What is asked:
A – According to the food blog excerpt, which Swedish town did the beef come from?
B – Continue the food blog excerpt from the point where it stops.

First "proper" serving and one of my favorite this evening; cold smoked and cured wild salmon from Vindel River in northern Sweden served with frozen horseradish cream and a crumble with pickled spruce shoots. true Scandinavian flavors and the spruce gave the dish a touch of the forrest. What a superb dish. 

Next leek from Rosendal with grated pork cheek and onion broth. I could easily have drunk liters of this intense, tasty stock.

The quality of the Scallops from Hitra was out of this world. Seared to perfection and served with a creme of the roe sack, cauliflower and brown butter seasoned with the above mentioned home made soy. If you read my blog post http://esurientem.blogspot.ae/2012/10/dinner-at-home-241012.html I cooked a dish not far from this. It would be insane to think that a michelin-starred restaurant would get inspiration from my blog but nonetheless flattering.

Even though monkfish has never been a favorite of mine the next dish was great. Served with a rich jus of monkfish, chanterelles and roasted corn.

Beef from Älmhult (same town as the first Ikea store) served with beetroot and cress. Another tasty dish but a bit anonymous compared to the rest. Do I need to say it was a perfect match with my herbaceous syrah? 

Cheese board

A trio of gooseberry came next, crisp, jelly and finally a compote of the berry with its sorbet, raw celery and milk. The last brought back memories to my grandmother when she used to do various compotes and serve it with milk. Yummy.

Ice cream of sorrel with peas and dill.

The final dessert was beetroot puree with milk sorbet, cherries and caraway. So, so good.

For once I skipped the coffee but not the goodies that was meant to be served with the black brew; miniature sponge cake of lavender and blueberries with honey. Once again no photo, sorry.

Next time I visit my home town I will definitely visit Gastrologik's easier going restaurant Speceriet wall to wall to the fine dining restaurant.

24 January 2013

Dinner at Home 03.01.13

This evening I and C had the pleasure to invite M. Albrektsson and his lovely fiancé for a dinner. M who is a great chef and blogger was visiting Dubai for a few days so a dinner at home was obvious.
We were all a bit "tired" after the previous night in Zuma but after the first sip of NV Bollinger Rosé we were back to life. A rich, food-driven champagne that worked perfectly both as a aperitif and along with the first dish.

A pure mouthful of the ocean was my plan with this serving. Lightly seared, sliced scallop with oyster, seaweed, salicorn, avocado, dill-pickled cucumber and oyster vinaigrette. Fresh start.

Home made ravioli that i filled with dried mushroom, ricotta, nutmeg and shallot. Small pieces of bread crouton to add texture, brown butter to match the oak flavors from the wine and then topped with a generous amounts of white Alba truffle.

Provided material:
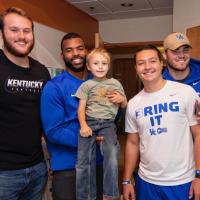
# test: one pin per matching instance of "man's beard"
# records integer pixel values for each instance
(177, 69)
(69, 65)
(11, 49)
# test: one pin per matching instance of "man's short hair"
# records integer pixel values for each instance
(14, 10)
(176, 40)
(147, 47)
(69, 36)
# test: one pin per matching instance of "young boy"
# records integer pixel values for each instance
(100, 99)
(163, 133)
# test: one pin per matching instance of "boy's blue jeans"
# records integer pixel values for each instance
(86, 163)
(23, 184)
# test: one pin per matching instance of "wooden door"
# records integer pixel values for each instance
(123, 70)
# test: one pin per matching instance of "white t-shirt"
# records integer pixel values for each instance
(163, 121)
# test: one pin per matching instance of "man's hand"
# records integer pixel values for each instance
(195, 189)
(128, 192)
(85, 131)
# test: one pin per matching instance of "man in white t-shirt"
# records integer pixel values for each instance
(163, 130)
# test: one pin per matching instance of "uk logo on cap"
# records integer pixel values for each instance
(180, 37)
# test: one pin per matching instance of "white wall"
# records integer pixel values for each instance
(186, 14)
(136, 30)
(47, 46)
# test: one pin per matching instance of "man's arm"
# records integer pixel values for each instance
(85, 130)
(131, 160)
(195, 187)
(53, 118)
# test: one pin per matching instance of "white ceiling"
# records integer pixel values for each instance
(112, 9)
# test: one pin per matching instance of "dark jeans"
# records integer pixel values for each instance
(23, 184)
(86, 170)
(64, 184)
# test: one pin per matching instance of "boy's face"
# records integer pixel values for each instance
(98, 65)
(148, 66)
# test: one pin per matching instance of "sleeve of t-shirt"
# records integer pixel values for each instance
(130, 121)
(120, 88)
(190, 106)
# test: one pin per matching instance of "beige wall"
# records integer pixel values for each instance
(136, 30)
(186, 14)
(57, 14)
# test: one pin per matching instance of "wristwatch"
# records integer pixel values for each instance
(197, 174)
(126, 182)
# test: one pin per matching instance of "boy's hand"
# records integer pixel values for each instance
(86, 131)
(116, 97)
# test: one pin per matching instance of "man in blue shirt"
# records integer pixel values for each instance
(59, 116)
(180, 67)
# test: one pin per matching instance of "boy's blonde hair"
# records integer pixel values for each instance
(100, 51)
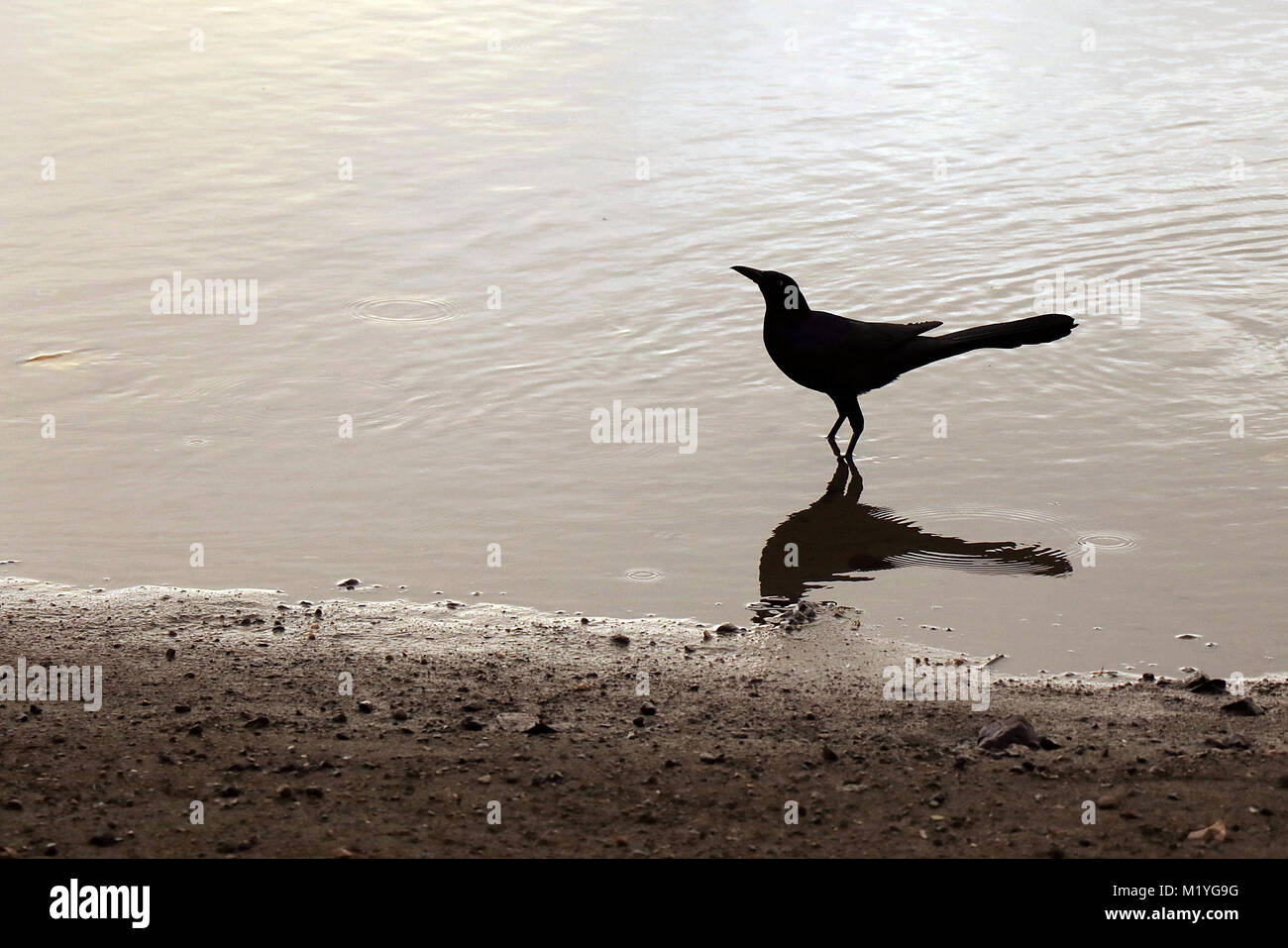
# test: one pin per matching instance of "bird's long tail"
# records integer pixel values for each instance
(999, 335)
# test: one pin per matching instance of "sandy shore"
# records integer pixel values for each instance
(494, 730)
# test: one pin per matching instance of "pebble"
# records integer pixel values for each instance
(1245, 707)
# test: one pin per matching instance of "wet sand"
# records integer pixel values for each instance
(437, 741)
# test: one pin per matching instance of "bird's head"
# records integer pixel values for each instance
(781, 291)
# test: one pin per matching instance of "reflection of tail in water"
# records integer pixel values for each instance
(836, 536)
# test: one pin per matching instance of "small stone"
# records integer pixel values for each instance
(1017, 729)
(1198, 683)
(1228, 742)
(1244, 707)
(1210, 833)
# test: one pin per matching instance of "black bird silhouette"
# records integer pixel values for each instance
(836, 537)
(844, 359)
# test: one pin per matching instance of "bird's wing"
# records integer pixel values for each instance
(877, 335)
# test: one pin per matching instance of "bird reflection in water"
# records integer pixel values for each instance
(836, 539)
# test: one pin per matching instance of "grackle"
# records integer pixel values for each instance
(844, 359)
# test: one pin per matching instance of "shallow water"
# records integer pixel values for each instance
(593, 168)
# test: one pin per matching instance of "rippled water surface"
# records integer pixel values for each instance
(545, 200)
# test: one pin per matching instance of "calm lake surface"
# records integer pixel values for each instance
(473, 224)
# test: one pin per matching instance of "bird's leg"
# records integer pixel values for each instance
(831, 436)
(857, 424)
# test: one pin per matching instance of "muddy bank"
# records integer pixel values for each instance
(494, 730)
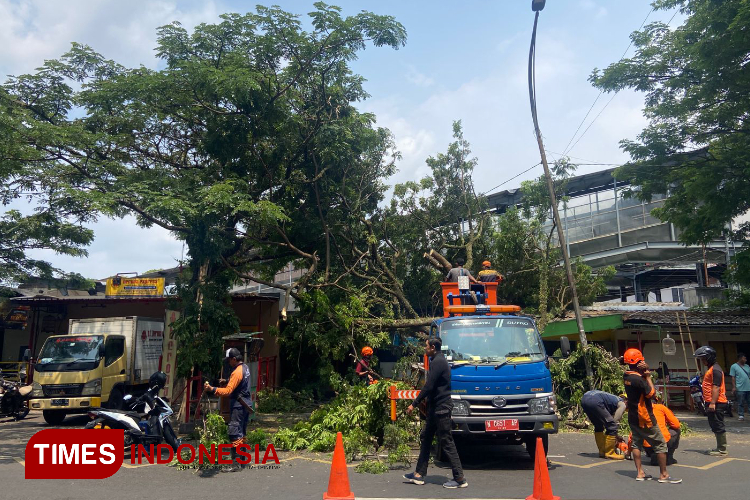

Solved tasks:
A – Älmhult, the same town as the first Ikea store.

B –
As you can understand this dish screamed after a white burgundy. I opened a bottle of 2009 Meursault Sous la Velle from Rémi Jobard. A bit tropical in the fruit but well balanced with a white mineral character and a fresh acidity surrounded with a round mouthfeel. 

From burgundy we quickly moved to California and Napa Valley.
1999 Insignia from Joseph Phelps is a classic american bordeaux blend. This vintage the grapes were 71% Cabernet Sauvignon, 21% Merlot, 6% Petit Verdot and 1% each of Malbec and Cabernet Franc.
Mature notes of plums, tobacco and wet soil blended with soft tannins and a deep taste of overripe plums. Far from the finesse and grace of the 1997 I had a few years ago and strangely I felt that this bottle already reached its peak.

Next I cooked ribeye of Australian wagyu, medium rare and served with white beans, celeriac puree, pickled onion, pancetta and oxtail jus. The dish was finally covered with grated black truffle, 10g on each plate to be precise. Not bad at all I must say.

No sweet wine, just dessert.
Vanilla pannacotta topped with cranberry coulis, almond crumble and cranberry jelly. I was really happy with the flavors of this dessert but the pannacotta was a bit to hard in texture. Less gelatin next time.

09 January 2013

S.T.A.Y by Yannick Alléno

I should have learned...
After a big disappointment at Reflets par Pierre Gagnaire and a mediocre experience at Table 9, I should have learned that fine dining in Dubai is nothing more than a joke. The ethnical, low budget restaurants is normally when you get the best experience in the city but still I chose to go and try S.T.A.Y. which is located in the spectacular One and Only resort on The Palm.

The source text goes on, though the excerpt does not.